▶ _Task input_:
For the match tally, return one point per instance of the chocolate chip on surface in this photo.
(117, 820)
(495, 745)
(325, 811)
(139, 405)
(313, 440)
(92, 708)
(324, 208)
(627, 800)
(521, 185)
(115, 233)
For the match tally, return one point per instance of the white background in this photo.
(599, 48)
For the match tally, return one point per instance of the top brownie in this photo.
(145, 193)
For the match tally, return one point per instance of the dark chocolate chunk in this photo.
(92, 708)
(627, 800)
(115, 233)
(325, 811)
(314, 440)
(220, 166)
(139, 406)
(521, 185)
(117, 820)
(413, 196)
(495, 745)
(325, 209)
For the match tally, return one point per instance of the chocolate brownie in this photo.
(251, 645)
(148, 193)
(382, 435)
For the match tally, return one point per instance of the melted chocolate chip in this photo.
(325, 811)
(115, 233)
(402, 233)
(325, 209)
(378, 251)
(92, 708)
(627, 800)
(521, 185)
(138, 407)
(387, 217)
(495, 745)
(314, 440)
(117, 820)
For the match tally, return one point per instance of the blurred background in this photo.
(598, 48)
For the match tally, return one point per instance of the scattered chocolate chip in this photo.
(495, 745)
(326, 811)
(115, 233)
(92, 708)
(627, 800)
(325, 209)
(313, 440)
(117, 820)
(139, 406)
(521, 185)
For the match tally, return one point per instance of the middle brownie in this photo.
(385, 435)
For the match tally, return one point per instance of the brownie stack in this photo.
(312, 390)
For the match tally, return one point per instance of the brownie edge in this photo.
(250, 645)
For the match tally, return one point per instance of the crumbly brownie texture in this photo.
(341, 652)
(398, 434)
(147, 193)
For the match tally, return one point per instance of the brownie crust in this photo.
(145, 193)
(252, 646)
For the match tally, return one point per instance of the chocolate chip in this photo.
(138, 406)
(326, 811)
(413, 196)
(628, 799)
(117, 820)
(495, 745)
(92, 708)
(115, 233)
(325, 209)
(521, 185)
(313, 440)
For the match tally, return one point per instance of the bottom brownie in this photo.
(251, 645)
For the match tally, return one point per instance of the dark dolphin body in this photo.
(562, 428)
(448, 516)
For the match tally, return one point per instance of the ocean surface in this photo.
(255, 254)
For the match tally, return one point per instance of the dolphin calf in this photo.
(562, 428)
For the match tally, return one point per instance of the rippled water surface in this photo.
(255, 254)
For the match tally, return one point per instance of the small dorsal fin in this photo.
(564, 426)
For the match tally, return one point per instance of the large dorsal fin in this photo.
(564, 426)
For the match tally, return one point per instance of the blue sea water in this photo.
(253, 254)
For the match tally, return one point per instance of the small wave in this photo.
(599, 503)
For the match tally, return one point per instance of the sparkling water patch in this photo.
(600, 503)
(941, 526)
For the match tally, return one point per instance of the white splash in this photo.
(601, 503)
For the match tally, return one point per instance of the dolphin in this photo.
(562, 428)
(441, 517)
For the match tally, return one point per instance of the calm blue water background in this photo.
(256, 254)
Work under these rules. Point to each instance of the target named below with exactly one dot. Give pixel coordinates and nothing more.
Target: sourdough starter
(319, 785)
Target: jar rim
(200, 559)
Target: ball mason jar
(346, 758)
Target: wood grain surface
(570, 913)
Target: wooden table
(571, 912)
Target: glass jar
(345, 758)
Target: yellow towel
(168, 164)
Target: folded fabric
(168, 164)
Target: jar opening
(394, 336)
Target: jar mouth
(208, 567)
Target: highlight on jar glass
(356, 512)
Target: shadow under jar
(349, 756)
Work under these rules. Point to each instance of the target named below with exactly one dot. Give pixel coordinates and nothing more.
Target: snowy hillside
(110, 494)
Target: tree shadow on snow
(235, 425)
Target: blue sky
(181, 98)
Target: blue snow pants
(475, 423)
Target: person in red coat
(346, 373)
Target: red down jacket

▶ _Assignment_:
Reproduce the lines word for word, starting at the one holding "Target: glass jar" and ending at the final line of the material above.

▶ _Task output_:
Target: glass jar
(345, 758)
Target: yellow towel
(168, 164)
Target: folded fabric
(168, 164)
Target: jar opening
(394, 336)
Target: jar mouth
(208, 567)
Target: highlight on jar glass
(356, 512)
Target: shadow under jar
(349, 756)
Work under these rules. Point to each instance of the target named below with exactly one dot. Give pixel coordinates and nothing more.
Target: snowy hillside
(110, 494)
Target: tree shadow on snow
(235, 425)
Target: blue sky
(181, 98)
Target: blue snow pants
(475, 423)
Target: person in red coat
(346, 373)
Target: red down jacket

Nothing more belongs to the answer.